===== Document

Not far from the bounds of Butler County, but located in Warren, was at about that time begun a new congregation, known as the New Jersey congregation, from the fact of most of their members having come from that State. There he was asked to preach, and afterwards was settled as pastor of the Church on the 14th of June, 1814. The flock increased and multiplied, and he remained with it until April, 1821, when he began to preach in Hamilton and Seven Mile, places left vacant by the removal of the Rev. Matthew G. WALLACE. He removed to this place in the following October. Here he stayed for sixteen years, during ten years of which he preached half his time at Seven Mile.

In 1830 a petition was sent to the presbytery by four of the elders, four trustees, and fifty members asking for a dissolution of the relations existing between them. This was resisted by Mr. MUNFORT, who appealed to the synod, and received a decision in his favor. The dissatisfied members would not take this answer as conclusive, and organized another Presbyterian Church in Rossville, both of the Churches flourishing. They were finally united in 1842, under the Rev. Thomas E. THOMAS. Mr. MONFORT resigned his charge in 1837, and removed to Mt. Carmel, Indiana, where he officiated as pastor for nine years. He then preached at St. Omer and Concord, in the Whitewater Presbytery, remaining with them for five years.

His bodily health, however, had grown weak, and he then ceased regularly to preach or take charge of a Church. For four years, however, he preached occasionally, and at two different times, for three months each, he occupied the pulpit of the Church at Greensburg, Indiana. He never was more useful than at these times. Mr. MONFORT was a strong and fervent preacher, and to him many have owed their spiritual birth. He was for forty-eight years in the ministry, and he lost no opportunity of doing good. His piety was constant; no one could be in his society, for a few minutes even, without knowing that he was a religious man. He did not grow lax and idle as he grew old, but was willing to undertake new tasks. He began the study of the Hebrew language when sixty one years of age, and kept it up until his death. He died June 18, 1855, aged seventy-two years. He had one daughter and four sons, all of the sons being ministers of the Presbyterian Church.

CHARLES K. SMITH

Few of the men who have lived in this county have exerted a greater or better influence upon its future than Charles Kilgore SMITH, for many years a well-known resident of Hamilton. he was born at the very beginning of Western civilization, and lived to see the humanizing effects of arts and letters spread over the whole of the North-western Territory, as this region was at his birth- now the States of Ohio, Indiana, Michigan, Illinois, and Wisconsin and was able to carry them still further, to lands beyond the original limits of the United States, and to help set up there the machinery of government, performing the same duty for Minnesota that was done in Ohio by ST. CLAIR and SARGENT.

==========
===== Given information

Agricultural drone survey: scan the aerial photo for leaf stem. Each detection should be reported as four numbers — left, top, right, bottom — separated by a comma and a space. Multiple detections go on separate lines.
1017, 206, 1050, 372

==========

According to the biographical text, on what date was the minister settled as pastor of the New Jersey congregation?

Task solution:
He was settled as pastor on the 14th of June, 1814.